- **Task statement**: A word-for-word copy of the data is what's wanted, with no pictures.

───

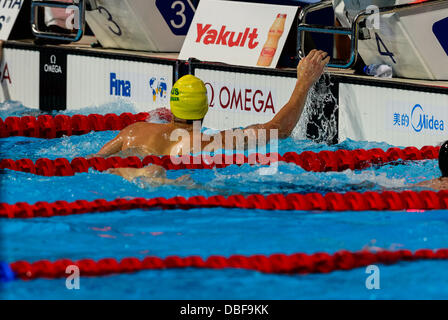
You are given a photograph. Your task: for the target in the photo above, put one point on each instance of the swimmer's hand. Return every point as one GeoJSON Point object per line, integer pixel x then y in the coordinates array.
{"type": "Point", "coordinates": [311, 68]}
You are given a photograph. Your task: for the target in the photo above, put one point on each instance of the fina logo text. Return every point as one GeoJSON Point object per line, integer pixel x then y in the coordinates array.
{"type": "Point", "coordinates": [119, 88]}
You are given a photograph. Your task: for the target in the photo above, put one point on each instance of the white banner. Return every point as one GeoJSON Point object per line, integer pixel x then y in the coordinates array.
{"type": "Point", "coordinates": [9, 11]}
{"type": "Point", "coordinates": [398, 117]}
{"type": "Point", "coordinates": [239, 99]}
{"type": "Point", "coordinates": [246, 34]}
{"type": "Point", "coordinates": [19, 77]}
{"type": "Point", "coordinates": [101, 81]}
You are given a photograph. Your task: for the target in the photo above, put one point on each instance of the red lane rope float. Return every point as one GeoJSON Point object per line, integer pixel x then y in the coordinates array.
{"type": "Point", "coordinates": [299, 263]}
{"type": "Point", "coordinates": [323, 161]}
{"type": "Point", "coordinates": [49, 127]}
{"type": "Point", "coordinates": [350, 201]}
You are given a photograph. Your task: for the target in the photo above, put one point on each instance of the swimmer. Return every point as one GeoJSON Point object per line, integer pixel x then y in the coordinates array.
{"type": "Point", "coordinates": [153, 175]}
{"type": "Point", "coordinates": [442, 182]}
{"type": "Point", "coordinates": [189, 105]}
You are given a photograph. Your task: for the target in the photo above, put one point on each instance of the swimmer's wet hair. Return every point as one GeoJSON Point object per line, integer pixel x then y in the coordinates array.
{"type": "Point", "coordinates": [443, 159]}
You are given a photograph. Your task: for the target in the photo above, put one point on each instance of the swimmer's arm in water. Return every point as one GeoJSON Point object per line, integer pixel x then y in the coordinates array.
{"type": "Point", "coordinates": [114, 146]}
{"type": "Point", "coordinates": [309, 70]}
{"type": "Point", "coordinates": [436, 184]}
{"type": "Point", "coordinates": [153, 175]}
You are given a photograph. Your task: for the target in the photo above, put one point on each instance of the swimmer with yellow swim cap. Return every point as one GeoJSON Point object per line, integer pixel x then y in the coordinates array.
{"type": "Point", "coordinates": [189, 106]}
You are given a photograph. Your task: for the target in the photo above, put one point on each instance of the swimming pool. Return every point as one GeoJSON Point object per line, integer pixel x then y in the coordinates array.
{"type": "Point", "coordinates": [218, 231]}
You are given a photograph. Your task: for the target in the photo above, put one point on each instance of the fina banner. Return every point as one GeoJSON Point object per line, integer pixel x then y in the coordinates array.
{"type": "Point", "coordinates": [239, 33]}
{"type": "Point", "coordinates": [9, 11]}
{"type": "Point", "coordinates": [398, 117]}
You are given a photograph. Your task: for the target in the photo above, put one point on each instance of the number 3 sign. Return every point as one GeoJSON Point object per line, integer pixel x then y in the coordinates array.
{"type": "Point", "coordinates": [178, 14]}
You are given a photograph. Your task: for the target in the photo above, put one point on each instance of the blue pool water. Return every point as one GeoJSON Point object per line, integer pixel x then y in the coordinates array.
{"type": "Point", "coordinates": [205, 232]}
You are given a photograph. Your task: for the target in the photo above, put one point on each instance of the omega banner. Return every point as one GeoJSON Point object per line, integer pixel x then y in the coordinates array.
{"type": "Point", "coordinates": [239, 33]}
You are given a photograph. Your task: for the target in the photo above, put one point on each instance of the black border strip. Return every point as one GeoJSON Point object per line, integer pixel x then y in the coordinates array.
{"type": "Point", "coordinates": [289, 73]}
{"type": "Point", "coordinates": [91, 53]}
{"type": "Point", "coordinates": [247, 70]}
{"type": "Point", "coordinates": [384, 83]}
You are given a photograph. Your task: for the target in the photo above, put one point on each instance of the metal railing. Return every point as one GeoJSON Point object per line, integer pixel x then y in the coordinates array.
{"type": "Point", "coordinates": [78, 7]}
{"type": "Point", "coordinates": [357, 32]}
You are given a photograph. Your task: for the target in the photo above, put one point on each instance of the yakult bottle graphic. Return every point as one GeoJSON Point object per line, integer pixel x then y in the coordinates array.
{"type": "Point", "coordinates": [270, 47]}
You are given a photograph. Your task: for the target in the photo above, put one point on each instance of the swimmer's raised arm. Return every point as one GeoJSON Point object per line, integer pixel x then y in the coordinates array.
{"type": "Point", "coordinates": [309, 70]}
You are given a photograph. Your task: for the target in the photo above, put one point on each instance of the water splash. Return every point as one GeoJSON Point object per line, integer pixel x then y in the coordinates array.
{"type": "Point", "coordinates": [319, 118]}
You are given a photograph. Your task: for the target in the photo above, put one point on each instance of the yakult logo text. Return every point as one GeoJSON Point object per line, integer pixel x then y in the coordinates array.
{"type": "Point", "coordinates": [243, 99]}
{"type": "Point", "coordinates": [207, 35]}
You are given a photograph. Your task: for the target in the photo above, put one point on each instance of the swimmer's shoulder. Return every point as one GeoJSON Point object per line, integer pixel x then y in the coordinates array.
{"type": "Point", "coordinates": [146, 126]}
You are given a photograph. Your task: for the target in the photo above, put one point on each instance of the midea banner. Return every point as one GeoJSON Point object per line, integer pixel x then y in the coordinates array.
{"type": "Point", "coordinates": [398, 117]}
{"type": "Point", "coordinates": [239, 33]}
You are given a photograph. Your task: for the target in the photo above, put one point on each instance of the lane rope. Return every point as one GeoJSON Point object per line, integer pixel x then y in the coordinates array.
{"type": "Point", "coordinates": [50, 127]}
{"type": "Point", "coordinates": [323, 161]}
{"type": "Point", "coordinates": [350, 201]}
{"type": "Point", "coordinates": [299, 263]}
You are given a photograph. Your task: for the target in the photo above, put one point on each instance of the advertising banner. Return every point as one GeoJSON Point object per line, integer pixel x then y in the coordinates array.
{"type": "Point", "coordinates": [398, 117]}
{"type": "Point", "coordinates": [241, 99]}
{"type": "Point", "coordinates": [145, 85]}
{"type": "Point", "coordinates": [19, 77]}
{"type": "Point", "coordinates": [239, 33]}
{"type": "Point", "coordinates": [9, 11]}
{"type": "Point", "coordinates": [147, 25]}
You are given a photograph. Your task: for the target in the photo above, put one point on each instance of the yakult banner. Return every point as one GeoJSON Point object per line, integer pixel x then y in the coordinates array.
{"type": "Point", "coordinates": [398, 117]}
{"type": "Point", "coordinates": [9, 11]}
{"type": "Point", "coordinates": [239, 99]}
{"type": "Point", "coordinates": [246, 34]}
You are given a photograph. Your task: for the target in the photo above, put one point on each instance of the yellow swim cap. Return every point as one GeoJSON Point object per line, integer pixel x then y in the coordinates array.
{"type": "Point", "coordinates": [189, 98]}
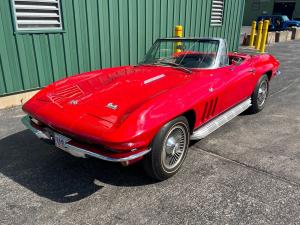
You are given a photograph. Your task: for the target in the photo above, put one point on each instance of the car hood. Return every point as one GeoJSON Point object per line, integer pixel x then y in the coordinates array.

───

- **Answer to this problem**:
You are given a photograph. Your task: for the target in the photo above, put one point on each instance of the swimmer's hand. Return every point as one GeoJSON Point object per line, integer pixel x then y in the coordinates array.
{"type": "Point", "coordinates": [311, 68]}
You are given a photograph. Your task: for the target in the photo above, put one point on each instance of the fina logo text. Return every point as one GeoJSON Point object per line, integer pixel x then y in the coordinates array.
{"type": "Point", "coordinates": [119, 88]}
You are given a photograph. Your task: for the target in the photo above, put one point on each instance of the white banner. Return every point as one GeoJSON Point object per line, integer pixel x then y in the coordinates array.
{"type": "Point", "coordinates": [9, 11]}
{"type": "Point", "coordinates": [398, 117]}
{"type": "Point", "coordinates": [239, 99]}
{"type": "Point", "coordinates": [246, 34]}
{"type": "Point", "coordinates": [19, 77]}
{"type": "Point", "coordinates": [101, 81]}
You are given a photograph. Your task: for the target in the photo above, put one point on each instance of the red lane rope float. Return every point as one GeoJSON Point object per line, integer pixel x then y in the coordinates array.
{"type": "Point", "coordinates": [299, 263]}
{"type": "Point", "coordinates": [323, 161]}
{"type": "Point", "coordinates": [49, 127]}
{"type": "Point", "coordinates": [350, 201]}
You are given a photograph. Your task: for the target in the photo above, put one point on each instance of the swimmer. Return every point as one GeoJSON Point object per line, integer pixel x then y in the coordinates array.
{"type": "Point", "coordinates": [153, 175]}
{"type": "Point", "coordinates": [442, 182]}
{"type": "Point", "coordinates": [189, 105]}
You are given a photograph. Your task: for the target in the photo above, put one point on each instance of the swimmer's wet hair. Return every point as one GeoJSON Point object per line, integer pixel x then y in the coordinates array.
{"type": "Point", "coordinates": [443, 159]}
You are given a photograph. Your task: for the target in the photo above, put one point on each instance of the swimmer's arm in water. Return every point as one GeoJSON Point object per line, integer pixel x then y in the coordinates array.
{"type": "Point", "coordinates": [114, 146]}
{"type": "Point", "coordinates": [309, 70]}
{"type": "Point", "coordinates": [436, 184]}
{"type": "Point", "coordinates": [153, 175]}
You are given a photograph. Your task: for the target in the photo above, put one point on each instance of the swimmer with yellow swim cap. Return every point as one GeoJSON Point object per line, integer pixel x then y in the coordinates array.
{"type": "Point", "coordinates": [189, 106]}
You are given a photograph. Your task: for the target in the photo above, put one point on each instance of the swimming pool. Return every point as one GeoJSON Point object per line, integer pixel x then y in the coordinates array.
{"type": "Point", "coordinates": [218, 231]}
You are given a photograph. Your task: for the target in the photo above, put one point on each instance of the fina banner. Return every point as one GeoJSON Point object per line, integer pixel x then y in the coordinates array.
{"type": "Point", "coordinates": [239, 33]}
{"type": "Point", "coordinates": [9, 11]}
{"type": "Point", "coordinates": [398, 117]}
You are given a photograph. Your task: for the target in the photo above, put one point on each instance of the number 3 sign. Return every point as one GeoJSON Point object per line, integer pixel x then y in the coordinates array.
{"type": "Point", "coordinates": [178, 14]}
You are given a photograph. Your task: for the target in the photo above, put one point on each instance of the blue pool water. Return every point as one GeoJSON Point object per line, integer pixel x then y in the coordinates array.
{"type": "Point", "coordinates": [205, 232]}
You are given a photograph. Your task: for the target in the photo above, put one point on each instance of the omega banner. Return every point as one GeoJSON Point object per line, integer pixel x then y in the coordinates array.
{"type": "Point", "coordinates": [239, 33]}
You are given a photograph. Your task: for the target in the photo above, put one point on each instance of the black border strip. Return every point as one GeoJSON Point object per line, integer pixel x then y in the coordinates array.
{"type": "Point", "coordinates": [289, 73]}
{"type": "Point", "coordinates": [91, 53]}
{"type": "Point", "coordinates": [247, 70]}
{"type": "Point", "coordinates": [384, 83]}
You are given a photograph. Your task: for the target in the photo above, put one point on each instance of the metal railing. Return every point as one GeoJSON Point object per line, integer pixel x then y in the coordinates array.
{"type": "Point", "coordinates": [78, 7]}
{"type": "Point", "coordinates": [357, 32]}
You are given a photograph. Your task: for the target in the photo above, put one point on each instance of the yakult bottle graphic. Return every point as one GeoJSON Point object per line, integer pixel x then y in the coordinates array.
{"type": "Point", "coordinates": [270, 47]}
You are given a photograph. Your task: for the target in the photo above, put one point on each instance of the swimmer's raised arm. Return every point as one GeoJSON Point object per line, integer pixel x then y in the coordinates array.
{"type": "Point", "coordinates": [309, 70]}
You are given a photograph. Your task: for the target in the photo above, put one point on each instance of the water splash. Return every point as one GeoJSON Point object per line, integer pixel x then y in the coordinates array.
{"type": "Point", "coordinates": [319, 118]}
You are given a photograph. Your task: for the target in the photo above, put one point on each instance of the yakult logo text. Return every point as one GeoJSON Point object per line, integer pixel x then y in the coordinates array.
{"type": "Point", "coordinates": [243, 99]}
{"type": "Point", "coordinates": [207, 35]}
You are given a photograph. Your task: for the target in the photo above, put one point on each instance of the swimmer's shoulder. Return every point as one GeoJSON Point object per line, integer pixel x then y in the coordinates array.
{"type": "Point", "coordinates": [146, 126]}
You are given a photograph. Your task: for the target in the photo above, put one point on each instance of the midea banner. Return every point as one GeoJSON Point object per line, integer pixel x then y in the coordinates array.
{"type": "Point", "coordinates": [398, 117]}
{"type": "Point", "coordinates": [239, 33]}
You are given a photograph. Your task: for the target in the photo above, put one point on each instance of the lane rope. Return every point as one GeoJSON Point object per line, integer pixel x then y in the coordinates array.
{"type": "Point", "coordinates": [50, 127]}
{"type": "Point", "coordinates": [323, 161]}
{"type": "Point", "coordinates": [350, 201]}
{"type": "Point", "coordinates": [299, 263]}
You are given a photograph. Your task: for the target in the photo above, put one point on each instance of the advertising banner. Return every point as one GeoJSON Point object per line, integer pixel x then y in the coordinates array.
{"type": "Point", "coordinates": [398, 117]}
{"type": "Point", "coordinates": [241, 99]}
{"type": "Point", "coordinates": [145, 85]}
{"type": "Point", "coordinates": [19, 77]}
{"type": "Point", "coordinates": [239, 33]}
{"type": "Point", "coordinates": [9, 11]}
{"type": "Point", "coordinates": [147, 25]}
You are given a photograph. Your task: for the target in the photo above, put one point on each instance of the yakult banner. Return every point as one GeoJSON Point object per line, integer pixel x then y in the coordinates array.
{"type": "Point", "coordinates": [398, 117]}
{"type": "Point", "coordinates": [9, 11]}
{"type": "Point", "coordinates": [239, 99]}
{"type": "Point", "coordinates": [246, 34]}
You are given a photograph. Your task: for the target in the photo above, put one point on each instance of the yellow swim cap. Return every point as one GeoJSON Point object per line, integer pixel x then y in the coordinates array.
{"type": "Point", "coordinates": [189, 98]}
You are given a photograph. Your task: for the target in the photo above, put one point on each instance of the car hood. Return every point as one GeoJSON Point object per line, integer pixel x then y in the coordinates array.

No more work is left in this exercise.